→ READING TEXT
^^^^
Relief for Spring Allergies
Seattle, Wash. – Even before the first flowers begin to bud in the spring, many people in the Puget Sound region who have allergies start sneezing. Surprisingly, spring allergy season starts long before the first day of spring in our area.
Though a number of plants such as grass and weeds can cause spring allergies, the most common culprits are trees. Here in the Northwest, the biggest allergy offenders are cedars and ashes. They also happen to be the first trees to release pollen — often as early as February. The cause of spring allergies, regardless of the type of plant, is pollen. Pollen grains are small enough to pass directly into a person’s airway after being released from the flowering part of the plant. If the person is allergic to the pollen, their body will release chemicals called “histamines” that cause symptoms such as sneezing, watery eyes or a runny nose.
^^^^
→ EXERCISE DATA
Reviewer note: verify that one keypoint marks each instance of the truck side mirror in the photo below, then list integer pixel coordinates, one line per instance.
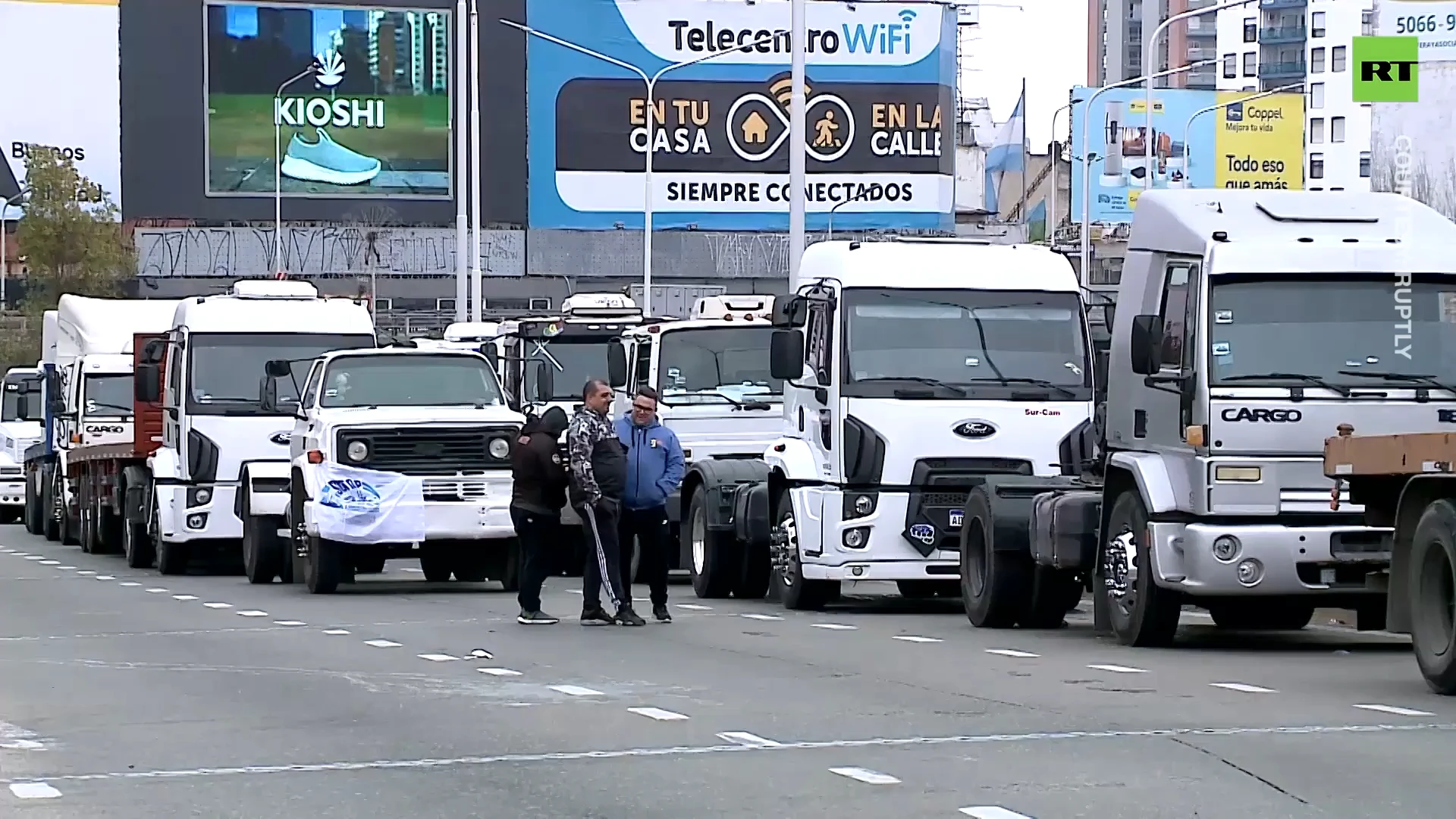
(147, 384)
(1147, 344)
(617, 365)
(786, 354)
^^^^
→ EXERCISE SET
(a) According to the spring allergies text, which trees are the biggest allergy offenders in the Northwest?
(b) Continue the spring allergies text from the point where it ends.

→ EXERCISE RESULTS
(a) Cedars and ashes.

(b)
The first step to find relief from spring allergies is to figure out exactly what you are allergic to. Many people think that allergy testing will produce all the answers. In reality, these simple skin or blood tests that show which substances produce allergic reactions should not be the primary means of diagnosis. Instead, careful self-assessment is key. Whenever I have a new patient, I ask them keep a log of the symptoms they are experiencing, whether they are happening indoors or outdoors, what time of year their symptoms are at their worst, and what time of day they find themselves blowing their nose the most.
The next step is to pinpoint which plants are triggering your allergy symptoms. A review of your symptom log combined with allergy testing will help your doctor discover precisely which pollen your body is reacting to. Once the cause of your allergy has been identified, you can take steps to avoid it. Many patients use daily pollen counts to help them plan their outdoor activities. Online pollen count websites, like pollen.com, are great resources for people with spring allergies. Most are updated daily with lists of currently-blooming plants and forecasts of pollen intensity that can help you plan ahead to prevent exposure.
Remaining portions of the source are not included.